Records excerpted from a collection
<<<<

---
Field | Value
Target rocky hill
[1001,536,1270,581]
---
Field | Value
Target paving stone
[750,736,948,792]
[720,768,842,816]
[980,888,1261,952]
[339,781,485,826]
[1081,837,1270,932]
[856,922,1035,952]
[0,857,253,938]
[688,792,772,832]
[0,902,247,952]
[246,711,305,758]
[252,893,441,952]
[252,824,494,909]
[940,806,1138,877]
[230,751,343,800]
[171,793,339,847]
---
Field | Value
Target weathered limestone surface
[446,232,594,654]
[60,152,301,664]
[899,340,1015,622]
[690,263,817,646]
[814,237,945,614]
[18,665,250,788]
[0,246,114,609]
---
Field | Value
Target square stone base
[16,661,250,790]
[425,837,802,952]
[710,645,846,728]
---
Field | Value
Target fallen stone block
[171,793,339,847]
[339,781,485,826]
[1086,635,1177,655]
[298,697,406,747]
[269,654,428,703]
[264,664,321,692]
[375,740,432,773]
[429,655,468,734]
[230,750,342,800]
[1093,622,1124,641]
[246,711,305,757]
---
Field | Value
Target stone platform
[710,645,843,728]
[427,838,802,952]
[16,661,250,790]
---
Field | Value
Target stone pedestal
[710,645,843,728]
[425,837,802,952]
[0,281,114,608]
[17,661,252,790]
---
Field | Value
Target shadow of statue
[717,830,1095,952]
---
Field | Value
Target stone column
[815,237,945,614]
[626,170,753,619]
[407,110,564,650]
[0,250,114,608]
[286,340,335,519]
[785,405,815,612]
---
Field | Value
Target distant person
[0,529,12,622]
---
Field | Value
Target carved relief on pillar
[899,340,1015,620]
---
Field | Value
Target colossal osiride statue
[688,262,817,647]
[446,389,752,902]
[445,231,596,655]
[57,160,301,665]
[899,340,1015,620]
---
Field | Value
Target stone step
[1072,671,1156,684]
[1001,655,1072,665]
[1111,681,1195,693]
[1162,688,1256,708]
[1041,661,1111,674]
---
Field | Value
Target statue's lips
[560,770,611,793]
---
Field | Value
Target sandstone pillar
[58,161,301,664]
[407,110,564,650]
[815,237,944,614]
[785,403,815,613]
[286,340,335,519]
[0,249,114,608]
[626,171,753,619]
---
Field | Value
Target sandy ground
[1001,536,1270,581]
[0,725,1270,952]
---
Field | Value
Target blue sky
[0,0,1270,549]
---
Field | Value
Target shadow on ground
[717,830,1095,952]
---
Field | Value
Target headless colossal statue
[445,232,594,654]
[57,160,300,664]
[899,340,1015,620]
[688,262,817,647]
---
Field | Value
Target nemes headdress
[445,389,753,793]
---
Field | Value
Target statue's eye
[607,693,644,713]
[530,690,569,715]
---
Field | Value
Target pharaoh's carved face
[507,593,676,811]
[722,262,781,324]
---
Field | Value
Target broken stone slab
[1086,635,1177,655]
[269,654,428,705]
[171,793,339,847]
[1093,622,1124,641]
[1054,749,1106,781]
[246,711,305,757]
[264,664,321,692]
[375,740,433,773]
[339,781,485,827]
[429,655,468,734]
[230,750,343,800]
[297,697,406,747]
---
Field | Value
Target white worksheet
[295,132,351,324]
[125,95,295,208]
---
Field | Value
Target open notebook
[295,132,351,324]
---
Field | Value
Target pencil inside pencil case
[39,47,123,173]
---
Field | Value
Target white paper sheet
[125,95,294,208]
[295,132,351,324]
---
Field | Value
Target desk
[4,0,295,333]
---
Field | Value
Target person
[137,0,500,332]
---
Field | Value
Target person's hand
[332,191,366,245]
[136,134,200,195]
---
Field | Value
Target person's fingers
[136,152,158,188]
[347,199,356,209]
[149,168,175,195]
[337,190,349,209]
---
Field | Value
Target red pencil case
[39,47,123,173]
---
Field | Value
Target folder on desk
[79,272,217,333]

>>>>

■ **Task to carry out**
Rewrite the records above, renaming every "Target" to "Object" and keeping all other text as it is.

■ **The answer**
---
Field | Value
Object rocky hill
[1001,536,1270,581]
---
Field | Value
Object paving stone
[750,736,948,792]
[720,768,842,816]
[980,888,1261,952]
[339,781,485,826]
[1081,837,1270,932]
[856,922,1035,952]
[0,857,253,938]
[688,792,772,832]
[0,902,247,952]
[246,711,305,758]
[252,893,441,952]
[252,824,494,909]
[940,806,1138,877]
[230,751,343,800]
[171,793,339,847]
---
Field | Value
Object weathered limestone surface
[446,232,594,654]
[60,152,301,664]
[899,340,1015,622]
[690,263,817,646]
[814,237,945,614]
[18,665,250,788]
[0,246,114,609]
---
Field | Value
Object square stone base
[16,661,250,790]
[425,837,802,952]
[710,645,846,728]
---
Field | Value
Object fallen stone block
[171,793,339,847]
[339,781,485,826]
[1086,635,1177,655]
[298,697,406,747]
[269,654,428,703]
[264,664,321,692]
[375,740,432,773]
[429,655,468,734]
[230,750,342,800]
[1093,622,1124,641]
[246,711,305,757]
---
Field | Value
Object stone platform
[710,645,843,728]
[427,838,802,952]
[16,661,250,790]
---
Field | Value
Object stone pedestal
[710,645,843,728]
[425,837,802,952]
[0,281,114,608]
[17,661,252,790]
---
Field | Value
Object shadow of statue
[717,830,1095,952]
---
Field | Value
Object stone column
[815,237,945,614]
[626,170,753,619]
[407,110,564,650]
[0,250,114,608]
[286,340,335,519]
[785,405,815,612]
---
Field | Value
Object distant person
[0,529,12,622]
---
Field | Value
Object carved relief on pillar
[899,340,1015,620]
---
Field | Value
Object colossal osiride statue
[688,262,817,647]
[446,389,752,902]
[445,231,596,655]
[57,160,301,665]
[899,340,1015,620]
---
Field | Value
Object stone step
[1072,671,1156,684]
[1001,655,1072,665]
[1111,681,1195,693]
[1162,688,1256,708]
[1041,661,1111,674]
---
Field | Value
Object statue's lips
[560,770,611,793]
---
Field | Value
Object sandstone pillar
[58,161,301,664]
[407,110,564,650]
[815,237,944,614]
[785,403,815,613]
[286,340,335,519]
[0,249,114,608]
[626,171,753,619]
---
Field | Value
Object sandy ground
[1001,536,1270,581]
[0,725,1270,952]
---
Field | Value
Object blue sky
[0,0,1270,549]
---
Field | Value
Object shadow on ground
[717,830,1095,952]
---
Field | Value
Object headless colossal statue
[445,232,594,654]
[57,160,300,664]
[899,340,1015,620]
[688,262,817,647]
---
Field | Value
Object nemes headdress
[445,389,753,793]
---
Field | Value
Object statue's eye
[607,693,644,713]
[530,690,569,715]
---
Field | Value
Object pharaoh's carved face
[507,593,676,811]
[722,262,781,324]
---
Field | Value
Object broken stone slab
[1086,635,1177,655]
[269,654,428,705]
[171,793,339,847]
[1093,622,1124,641]
[1054,749,1106,781]
[246,711,305,757]
[264,664,321,692]
[375,740,433,773]
[339,781,485,827]
[429,655,468,734]
[230,750,343,800]
[297,697,406,747]
---
Field | Value
Object white worksheet
[295,132,351,324]
[125,95,295,208]
---
Field | Value
Object open notebook
[295,132,351,324]
---
Field | Value
Object pencil inside pencil case
[39,47,123,173]
---
Field | Value
Object white paper sheet
[125,95,294,208]
[295,132,351,324]
---
Field | Value
Object desk
[4,0,295,333]
---
Field | Value
Object person
[137,0,500,332]
---
Field | Value
Object person's hand
[332,191,366,245]
[136,134,200,195]
---
Field | Value
Object person's fingers
[136,152,158,188]
[347,199,356,209]
[149,168,175,195]
[337,190,349,209]
---
Field | Value
Object red pencil case
[39,47,123,173]
---
Field | Value
Object folder on desk
[79,272,217,333]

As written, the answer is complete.